Exercise data:
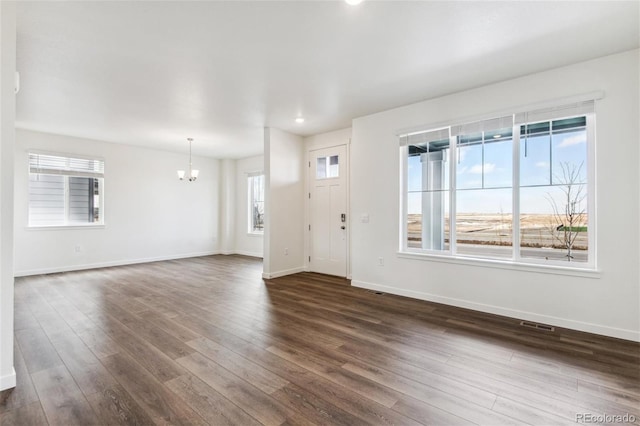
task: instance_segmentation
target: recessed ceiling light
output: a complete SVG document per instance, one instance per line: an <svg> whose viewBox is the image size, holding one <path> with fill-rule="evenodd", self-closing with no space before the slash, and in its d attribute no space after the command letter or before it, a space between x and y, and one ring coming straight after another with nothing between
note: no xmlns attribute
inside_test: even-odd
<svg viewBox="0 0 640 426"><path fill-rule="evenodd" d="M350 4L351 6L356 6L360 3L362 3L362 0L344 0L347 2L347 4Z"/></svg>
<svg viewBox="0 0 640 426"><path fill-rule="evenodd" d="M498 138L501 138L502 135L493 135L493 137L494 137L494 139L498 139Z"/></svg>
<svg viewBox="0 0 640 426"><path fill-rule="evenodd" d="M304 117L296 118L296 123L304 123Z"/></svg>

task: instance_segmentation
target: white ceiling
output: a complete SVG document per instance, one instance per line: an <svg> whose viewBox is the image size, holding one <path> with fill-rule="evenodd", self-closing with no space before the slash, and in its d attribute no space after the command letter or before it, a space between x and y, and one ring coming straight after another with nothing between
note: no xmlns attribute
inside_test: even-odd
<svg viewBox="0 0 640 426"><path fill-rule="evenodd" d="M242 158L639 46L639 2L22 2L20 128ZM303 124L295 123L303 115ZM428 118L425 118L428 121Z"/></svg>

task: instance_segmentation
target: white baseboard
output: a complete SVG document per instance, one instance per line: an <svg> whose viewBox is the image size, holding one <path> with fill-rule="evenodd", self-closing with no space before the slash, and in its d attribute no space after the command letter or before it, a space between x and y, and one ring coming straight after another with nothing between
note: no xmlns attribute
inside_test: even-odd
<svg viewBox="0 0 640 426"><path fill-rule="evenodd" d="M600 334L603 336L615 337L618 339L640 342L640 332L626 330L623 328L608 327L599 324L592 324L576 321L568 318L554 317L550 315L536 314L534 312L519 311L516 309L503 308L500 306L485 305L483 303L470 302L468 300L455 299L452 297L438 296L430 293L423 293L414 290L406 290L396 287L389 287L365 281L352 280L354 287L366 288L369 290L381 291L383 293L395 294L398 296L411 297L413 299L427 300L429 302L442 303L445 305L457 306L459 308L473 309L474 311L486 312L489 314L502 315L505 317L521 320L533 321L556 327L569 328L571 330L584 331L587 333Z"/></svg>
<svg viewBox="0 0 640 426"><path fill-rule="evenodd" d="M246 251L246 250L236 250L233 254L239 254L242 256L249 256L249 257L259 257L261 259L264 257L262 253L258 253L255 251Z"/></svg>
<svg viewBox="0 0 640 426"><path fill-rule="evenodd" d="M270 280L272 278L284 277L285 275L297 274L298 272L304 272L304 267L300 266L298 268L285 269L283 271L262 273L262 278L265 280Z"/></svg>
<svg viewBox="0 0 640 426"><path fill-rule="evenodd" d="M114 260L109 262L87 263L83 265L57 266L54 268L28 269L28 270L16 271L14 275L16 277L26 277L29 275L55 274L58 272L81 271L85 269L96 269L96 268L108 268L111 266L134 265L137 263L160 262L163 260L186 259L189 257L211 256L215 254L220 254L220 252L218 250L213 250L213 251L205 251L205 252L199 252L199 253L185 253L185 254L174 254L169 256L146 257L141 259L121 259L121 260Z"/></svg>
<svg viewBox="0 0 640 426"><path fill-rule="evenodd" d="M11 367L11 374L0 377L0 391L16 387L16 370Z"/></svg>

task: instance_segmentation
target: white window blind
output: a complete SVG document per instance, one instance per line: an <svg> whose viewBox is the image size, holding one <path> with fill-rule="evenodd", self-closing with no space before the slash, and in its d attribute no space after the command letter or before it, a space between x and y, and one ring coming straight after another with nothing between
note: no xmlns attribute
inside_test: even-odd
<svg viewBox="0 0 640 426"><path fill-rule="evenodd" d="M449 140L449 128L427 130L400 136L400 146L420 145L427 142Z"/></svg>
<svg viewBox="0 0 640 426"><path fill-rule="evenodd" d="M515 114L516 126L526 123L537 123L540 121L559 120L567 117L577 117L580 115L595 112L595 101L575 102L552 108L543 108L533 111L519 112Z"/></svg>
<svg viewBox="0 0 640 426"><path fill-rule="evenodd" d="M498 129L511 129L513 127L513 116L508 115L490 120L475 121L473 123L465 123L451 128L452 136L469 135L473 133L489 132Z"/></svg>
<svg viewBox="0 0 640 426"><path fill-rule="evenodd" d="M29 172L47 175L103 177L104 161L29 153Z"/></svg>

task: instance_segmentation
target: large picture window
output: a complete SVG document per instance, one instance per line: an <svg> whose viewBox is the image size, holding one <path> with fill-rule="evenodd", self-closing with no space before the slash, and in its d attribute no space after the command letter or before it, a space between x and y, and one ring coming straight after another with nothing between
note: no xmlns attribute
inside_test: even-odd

==

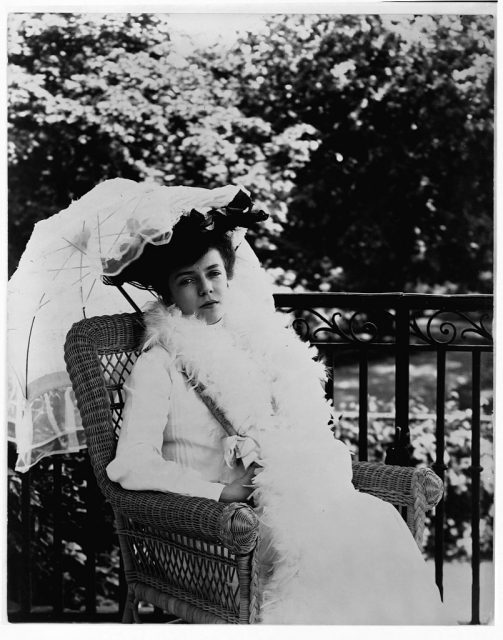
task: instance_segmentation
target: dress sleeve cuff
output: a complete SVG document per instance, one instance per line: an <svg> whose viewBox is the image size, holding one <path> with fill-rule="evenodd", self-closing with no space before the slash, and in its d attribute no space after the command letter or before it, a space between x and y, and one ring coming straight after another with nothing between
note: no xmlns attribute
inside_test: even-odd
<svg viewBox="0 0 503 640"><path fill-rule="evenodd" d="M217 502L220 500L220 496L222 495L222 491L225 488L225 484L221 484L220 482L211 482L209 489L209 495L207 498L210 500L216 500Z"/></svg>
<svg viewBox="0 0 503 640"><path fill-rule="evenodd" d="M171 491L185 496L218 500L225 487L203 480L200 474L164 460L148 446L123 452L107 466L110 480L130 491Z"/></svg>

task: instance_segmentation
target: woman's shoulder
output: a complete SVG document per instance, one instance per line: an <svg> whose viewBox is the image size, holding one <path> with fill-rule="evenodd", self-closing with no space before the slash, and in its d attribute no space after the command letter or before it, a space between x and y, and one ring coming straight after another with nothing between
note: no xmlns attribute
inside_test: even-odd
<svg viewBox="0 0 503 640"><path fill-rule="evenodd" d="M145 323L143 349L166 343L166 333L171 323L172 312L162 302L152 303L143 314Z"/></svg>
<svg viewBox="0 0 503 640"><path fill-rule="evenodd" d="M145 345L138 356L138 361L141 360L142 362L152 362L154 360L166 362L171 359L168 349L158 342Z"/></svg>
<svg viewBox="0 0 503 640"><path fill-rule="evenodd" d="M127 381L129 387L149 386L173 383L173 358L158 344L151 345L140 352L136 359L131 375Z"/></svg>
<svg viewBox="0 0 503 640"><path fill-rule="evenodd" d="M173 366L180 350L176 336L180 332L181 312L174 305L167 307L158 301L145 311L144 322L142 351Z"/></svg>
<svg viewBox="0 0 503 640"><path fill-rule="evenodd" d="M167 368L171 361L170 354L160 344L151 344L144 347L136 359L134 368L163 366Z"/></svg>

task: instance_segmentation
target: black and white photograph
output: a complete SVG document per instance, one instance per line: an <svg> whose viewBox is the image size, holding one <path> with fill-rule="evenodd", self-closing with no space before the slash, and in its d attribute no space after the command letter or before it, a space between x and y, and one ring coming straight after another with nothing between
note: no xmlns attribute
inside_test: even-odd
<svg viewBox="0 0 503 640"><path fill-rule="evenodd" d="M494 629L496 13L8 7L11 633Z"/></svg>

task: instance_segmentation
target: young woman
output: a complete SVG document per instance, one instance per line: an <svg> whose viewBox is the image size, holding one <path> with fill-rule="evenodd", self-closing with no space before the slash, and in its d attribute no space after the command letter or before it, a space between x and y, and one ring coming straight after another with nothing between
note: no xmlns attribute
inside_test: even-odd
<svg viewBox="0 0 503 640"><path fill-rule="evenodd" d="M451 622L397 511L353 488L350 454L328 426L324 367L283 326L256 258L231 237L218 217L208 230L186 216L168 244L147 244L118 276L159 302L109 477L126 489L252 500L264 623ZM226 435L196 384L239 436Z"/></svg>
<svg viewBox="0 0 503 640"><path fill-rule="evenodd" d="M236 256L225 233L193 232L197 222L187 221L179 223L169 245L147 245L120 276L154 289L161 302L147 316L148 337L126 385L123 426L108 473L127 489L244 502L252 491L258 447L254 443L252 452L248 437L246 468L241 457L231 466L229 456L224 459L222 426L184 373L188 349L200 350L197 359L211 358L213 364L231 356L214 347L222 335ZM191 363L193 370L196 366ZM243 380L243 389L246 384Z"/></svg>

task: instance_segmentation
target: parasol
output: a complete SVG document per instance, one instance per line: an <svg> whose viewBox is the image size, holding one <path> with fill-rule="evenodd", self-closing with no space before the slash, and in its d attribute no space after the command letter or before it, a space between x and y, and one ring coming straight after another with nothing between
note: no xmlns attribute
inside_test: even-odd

Action item: Pull every line containing the word "target" out of the material and copy it.

Your solution:
target: recessed ceiling light
target: white ceiling
target: white baseboard
target: white window blind
target: large picture window
target: dress sleeve cuff
target: woman's shoulder
target: black and white photograph
target: young woman
target: parasol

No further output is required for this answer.